### GESTELDE OPGAVE 1
Zet alle regels van de vermeldingen verderop, niet die van de tekst over de Leidse Katoenmaatschappij, om in een genummerde lijst zonder lege regels. Laat de afbeeldingen in uw antwoord weg.
________________
De Leidse Katoenmaatschappij (LKM) en de Driessen collectie

 
23 september 2024
Beeldend kunstenaar en batikblogger

Vorig jaar startte het Textielmuseum met het ontsluiten van één van hun oudste museale collecties, De Driessen collectie. Deze in de jaren ’50 aangekochte collectie bestond naast textiel, ook uit textiel literatuur, stalen- en receptenboeken, briefuitwisselingen en andere archiefmateriaal afkomstig uit en verzameld door de laatste directeur van De Leidse Katoenmaatschappij (LKM), Louis Driessen.

Louis André Driessen (1890-1954) runde in het centrum van Leiden gelegen Katoenmaatschappij totdat deze failliet werd verklaard in 1936. Driessen die naast directeur, ook werkzaam was als colorist (specialist op gebied van het verven van stoffen) hield een deel van de LKM collectie bijeen.

Lokaal bedrijf met wereldse geschiedenis

De fabriek van LKM produceerde effen en bedrukt katoen waaronder imitatie batik voor de handel binnen Europa en de export naar Azië en Afrika. Een lokaal bedrijf met een wereldse geschiedenis. Het bedrijf werd opgericht in Lier in België in 1756 onder de naam ‘De Heyder en Co’. In 1835 werd de firma verplaatst naar Leiden waar het in 1846 verkocht werd aan Ignatz van Wensen (1810 - 1886) en Johann Heinrich Joseph Driessen (1794-1879). De firma Heyder en Co krijgt pas in 1887 de naam ‘De Leidsche Katoenmaatschappij’. De LKM produceerde tot 1932 bedrukt katoen en werd in 1936 officieel opgeheven. Sindsdien is de naam steeds meer in vergetelheid geraakt, toch zijn er verspreid door het land in verschillende collecties interessante objecten te vinden die ons iets kunnen vertellen over dit bedrijf, de mensen die het runde, die er werkte, de mondiale connecties en de ontwikkeling van katoendruk. De Driessen collectie bewaard gebleven bij het Textielmuseum in Tilburg is er daar een van.

Screenshot van hoe het transcriberen in Transkribus eruit ziet.

Ontsluiten dankzij vrijwilligers

De Driessen collectie is de afgelopen maanden uitgezocht en verwerkt, zodat deze toegankelijk gemaakt kan worden. Hiervoor is dankzij een oproep enorm veel werk verzet door vrijwilligers. Zo werden verschillende dozen met archiefmateriaal gesorteerd en beschreven. Ook werd de reeds door het Regionaal Archief Tilburg gedigitaliseerde stalen- en receptenboeken die al met behulp van Artificial Intelligence (AI) programma Transkribus omgezet tot tekst waren, door vrijwilligers gecontroleerd. Daarnaast werd aan de hand van een, door mij opgezette lijst de belangrijkste termen getagd en aangevuld. Verschillende textieltermen, locaties, verfstoffen, namen van personen en bedrijven zijn uitgewerkt in een overzicht. In het overzicht staan de huidige gebruikelijke schrijfwijze naast de verschillende varianten die de vrijwilligers tegenkwamen in de boeken. Deze lijst met 500+ woorden dragen bij aan het toegankelijk maken van deze collectie. Onderzoekers kunnen gemakkelijker op termen zoeken en inzien of informatie zoals type textiel, bedrijfnamen, verfstoffen of dateringen waarnaar zij op zoek zijn aanwezig is.
________________
### GESTELDE OPGAVE 2
Ga verder met de tekst over de Leidse Katoenmaatschappij hierboven, aansluitend op de laatste zin.
________________
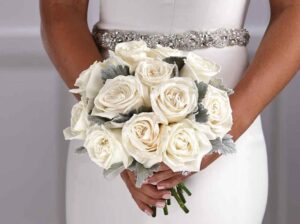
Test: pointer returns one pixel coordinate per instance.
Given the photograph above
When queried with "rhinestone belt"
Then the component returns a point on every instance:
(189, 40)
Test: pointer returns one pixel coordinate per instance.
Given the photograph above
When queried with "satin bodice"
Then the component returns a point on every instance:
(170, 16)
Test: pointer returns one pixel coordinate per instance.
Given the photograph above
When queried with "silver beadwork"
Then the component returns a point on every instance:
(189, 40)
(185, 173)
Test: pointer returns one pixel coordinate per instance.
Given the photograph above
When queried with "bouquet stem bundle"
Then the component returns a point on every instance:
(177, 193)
________________
### RESULTAAT OPDRACHT 1
1. Test: pointer returns one pixel coordinate per instance.
2. Given the photograph above
3. When queried with "rhinestone belt"
4. Then the component returns a point on every instance:
5. (189, 40)
6. Test: pointer returns one pixel coordinate per instance.
7. Given the photograph above
8. When queried with "satin bodice"
9. Then the component returns a point on every instance:
10. (170, 16)
11. Test: pointer returns one pixel coordinate per instance.
12. Given the photograph above
13. When queried with "silver beadwork"
14. Then the component returns a point on every instance:
15. (189, 40)
16. (185, 173)
17. Test: pointer returns one pixel coordinate per instance.
18. Given the photograph above
19. When queried with "bouquet stem bundle"
20. Then the component returns a point on every instance:
21. (177, 193)

### RESULTAAT OPDRACHT 2
Nu is het ook tijd geworden om de collectie echt open te stellen. Met de belangrijke en interessante vraag waarvoor deze gebruikt kan worden? We weten dat onderzoekers in binnen- en buitenland hier zeker mee aan de slag willen gaan. Eerder werd de collectie al ingezien door onderzoekers, waaronder ikzelf. Maar nu zal het zoveel gemakkelijker gaan om deze collectie te benutten.

Receptenboek vermoedelijk geschreven door meesterverver Faes, Collectie Textielmuseum Tilburg.

Receptenboekje van Faes

Eerder ontsloot de Textielmuseum al een serie receptenboeken. In dit eerste Citizen Science project werd specifiek gekeken naar natuurlijke kleuren voor de expositie ‘Kleurstof’ dat in 2022 te zien was bij het museum. Er was maar één boekje, BTMM0160, uit de Driessen collectie geselecteerd. De stalen- en verf receptboeken in de collectie van het Textielmuseum gaan veelal juist over synthetische kleuren. Louis Driessen werkte zelf nog jaren in de synthetische verfstof-productie bij het bedrijf Fischer & Perton in Enschede dat chemicaliën en verfstoffen produceerde. Wellicht had hij niet alleen uit nostalgie van alles van LKM bewaard, maar kwamen de verf receptenboeken daar nog van pas.

Ik meldde mij bij het Textielmuseum aan om het handgeschreven boek BTMM0160 over te typen en om herkomstonderzoek te doen naar de mogelijke auteur. Het grote verschil met het huidige project is dat AI het uitwerken van de handgeschreven teksten een stuk gemakkelijker maakt.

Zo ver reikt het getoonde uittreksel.